→ Stated exercise:
Can you pull the lines from the listing below word for word, starting at the line containing "Highlight standing person." and ending at the line containing "left=1, top=0, right=150, bottom=44", with both of those lines included?

/---

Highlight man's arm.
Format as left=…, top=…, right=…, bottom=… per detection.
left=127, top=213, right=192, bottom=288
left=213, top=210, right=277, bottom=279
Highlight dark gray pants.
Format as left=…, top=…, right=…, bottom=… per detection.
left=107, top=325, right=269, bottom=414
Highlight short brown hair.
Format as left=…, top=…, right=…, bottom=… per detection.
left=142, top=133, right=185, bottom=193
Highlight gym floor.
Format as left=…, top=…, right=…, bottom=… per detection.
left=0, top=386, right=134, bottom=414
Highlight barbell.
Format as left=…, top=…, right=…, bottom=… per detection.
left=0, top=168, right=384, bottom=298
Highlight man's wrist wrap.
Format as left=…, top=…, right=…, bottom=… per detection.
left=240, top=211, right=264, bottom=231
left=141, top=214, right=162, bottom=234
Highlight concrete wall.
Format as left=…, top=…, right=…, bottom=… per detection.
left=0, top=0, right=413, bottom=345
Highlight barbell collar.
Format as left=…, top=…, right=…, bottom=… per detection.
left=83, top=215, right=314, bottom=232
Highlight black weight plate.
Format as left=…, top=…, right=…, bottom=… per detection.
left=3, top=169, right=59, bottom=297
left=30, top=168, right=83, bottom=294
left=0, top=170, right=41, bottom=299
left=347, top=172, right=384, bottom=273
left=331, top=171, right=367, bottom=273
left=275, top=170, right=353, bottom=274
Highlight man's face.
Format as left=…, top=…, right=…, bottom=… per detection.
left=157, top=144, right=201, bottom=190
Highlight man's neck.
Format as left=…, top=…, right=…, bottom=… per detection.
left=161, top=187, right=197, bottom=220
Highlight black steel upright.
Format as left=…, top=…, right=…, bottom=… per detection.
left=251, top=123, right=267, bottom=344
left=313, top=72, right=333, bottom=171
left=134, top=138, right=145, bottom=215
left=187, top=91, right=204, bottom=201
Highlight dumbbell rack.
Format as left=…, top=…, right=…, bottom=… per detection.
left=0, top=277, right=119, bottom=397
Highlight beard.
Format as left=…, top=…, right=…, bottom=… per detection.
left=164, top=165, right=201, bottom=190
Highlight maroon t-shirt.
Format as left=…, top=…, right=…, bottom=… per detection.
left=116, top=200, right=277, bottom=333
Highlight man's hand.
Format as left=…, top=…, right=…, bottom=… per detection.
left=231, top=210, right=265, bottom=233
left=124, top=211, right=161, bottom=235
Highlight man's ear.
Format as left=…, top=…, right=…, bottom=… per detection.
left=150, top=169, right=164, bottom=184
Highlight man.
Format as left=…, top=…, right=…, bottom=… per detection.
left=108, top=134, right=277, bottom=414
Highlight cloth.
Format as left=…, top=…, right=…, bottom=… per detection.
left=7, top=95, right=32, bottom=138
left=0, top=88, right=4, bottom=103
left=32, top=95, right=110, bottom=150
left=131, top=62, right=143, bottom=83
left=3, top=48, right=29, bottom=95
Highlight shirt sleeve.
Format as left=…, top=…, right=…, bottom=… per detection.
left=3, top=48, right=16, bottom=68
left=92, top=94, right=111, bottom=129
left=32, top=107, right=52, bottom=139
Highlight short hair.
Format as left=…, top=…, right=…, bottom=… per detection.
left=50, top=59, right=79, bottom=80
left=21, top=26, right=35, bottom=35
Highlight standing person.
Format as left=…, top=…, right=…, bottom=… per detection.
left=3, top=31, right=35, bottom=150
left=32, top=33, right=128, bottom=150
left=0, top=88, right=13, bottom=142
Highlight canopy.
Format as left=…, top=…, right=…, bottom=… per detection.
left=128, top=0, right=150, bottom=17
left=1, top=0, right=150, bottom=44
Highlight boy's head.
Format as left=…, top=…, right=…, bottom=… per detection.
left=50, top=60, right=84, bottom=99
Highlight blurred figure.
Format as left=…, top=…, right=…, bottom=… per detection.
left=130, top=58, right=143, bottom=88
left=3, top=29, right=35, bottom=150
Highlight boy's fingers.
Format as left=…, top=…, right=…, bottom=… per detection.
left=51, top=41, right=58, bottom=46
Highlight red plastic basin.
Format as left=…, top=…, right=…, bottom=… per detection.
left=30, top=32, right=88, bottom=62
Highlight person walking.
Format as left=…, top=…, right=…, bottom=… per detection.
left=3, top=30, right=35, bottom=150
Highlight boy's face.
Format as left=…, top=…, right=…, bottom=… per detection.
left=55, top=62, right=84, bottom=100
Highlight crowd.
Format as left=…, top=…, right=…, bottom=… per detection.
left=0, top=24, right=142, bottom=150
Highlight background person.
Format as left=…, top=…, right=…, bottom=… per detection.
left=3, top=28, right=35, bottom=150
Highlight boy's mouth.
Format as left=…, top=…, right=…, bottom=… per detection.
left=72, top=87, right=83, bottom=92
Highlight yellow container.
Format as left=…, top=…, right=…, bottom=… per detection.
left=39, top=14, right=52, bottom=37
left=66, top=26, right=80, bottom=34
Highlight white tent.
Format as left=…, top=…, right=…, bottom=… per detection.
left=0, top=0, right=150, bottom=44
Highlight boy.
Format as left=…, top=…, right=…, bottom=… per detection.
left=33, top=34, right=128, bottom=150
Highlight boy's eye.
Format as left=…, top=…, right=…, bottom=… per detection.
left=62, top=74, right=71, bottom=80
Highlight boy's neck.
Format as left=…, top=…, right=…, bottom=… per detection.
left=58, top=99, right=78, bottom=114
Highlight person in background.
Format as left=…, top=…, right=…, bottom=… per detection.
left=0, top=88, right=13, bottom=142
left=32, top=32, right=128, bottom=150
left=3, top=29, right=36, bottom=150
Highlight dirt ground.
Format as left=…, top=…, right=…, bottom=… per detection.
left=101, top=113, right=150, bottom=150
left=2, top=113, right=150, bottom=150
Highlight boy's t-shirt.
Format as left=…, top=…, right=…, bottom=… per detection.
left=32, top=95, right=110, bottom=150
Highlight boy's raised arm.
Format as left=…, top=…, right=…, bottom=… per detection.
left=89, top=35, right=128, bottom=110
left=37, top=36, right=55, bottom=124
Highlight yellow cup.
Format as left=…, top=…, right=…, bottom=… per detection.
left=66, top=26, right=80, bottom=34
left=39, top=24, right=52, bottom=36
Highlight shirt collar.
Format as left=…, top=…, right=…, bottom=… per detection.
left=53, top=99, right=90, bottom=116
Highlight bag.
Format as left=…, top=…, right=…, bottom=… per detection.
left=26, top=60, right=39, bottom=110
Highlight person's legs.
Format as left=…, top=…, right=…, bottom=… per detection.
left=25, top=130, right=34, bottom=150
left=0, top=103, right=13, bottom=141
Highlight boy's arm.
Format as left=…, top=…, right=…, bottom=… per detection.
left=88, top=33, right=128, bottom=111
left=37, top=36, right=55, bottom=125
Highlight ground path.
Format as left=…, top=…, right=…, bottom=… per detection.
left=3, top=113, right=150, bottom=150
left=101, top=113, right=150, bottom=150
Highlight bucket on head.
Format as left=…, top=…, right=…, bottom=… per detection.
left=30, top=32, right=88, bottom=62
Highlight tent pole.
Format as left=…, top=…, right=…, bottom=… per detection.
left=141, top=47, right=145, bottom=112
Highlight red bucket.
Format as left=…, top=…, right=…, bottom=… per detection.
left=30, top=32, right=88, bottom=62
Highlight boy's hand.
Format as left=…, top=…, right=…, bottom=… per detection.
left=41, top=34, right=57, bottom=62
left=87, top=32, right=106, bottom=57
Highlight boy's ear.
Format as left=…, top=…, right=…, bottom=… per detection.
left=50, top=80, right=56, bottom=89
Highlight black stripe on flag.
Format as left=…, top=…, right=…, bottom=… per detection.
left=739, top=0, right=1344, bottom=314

\---

→ Task response:
Highlight standing person.
Format as left=…, top=…, right=…, bottom=… per detection.
left=3, top=31, right=35, bottom=150
left=32, top=33, right=128, bottom=150
left=0, top=88, right=13, bottom=142
Highlight canopy.
Format as left=…, top=…, right=…, bottom=… per detection.
left=128, top=0, right=150, bottom=17
left=1, top=0, right=150, bottom=44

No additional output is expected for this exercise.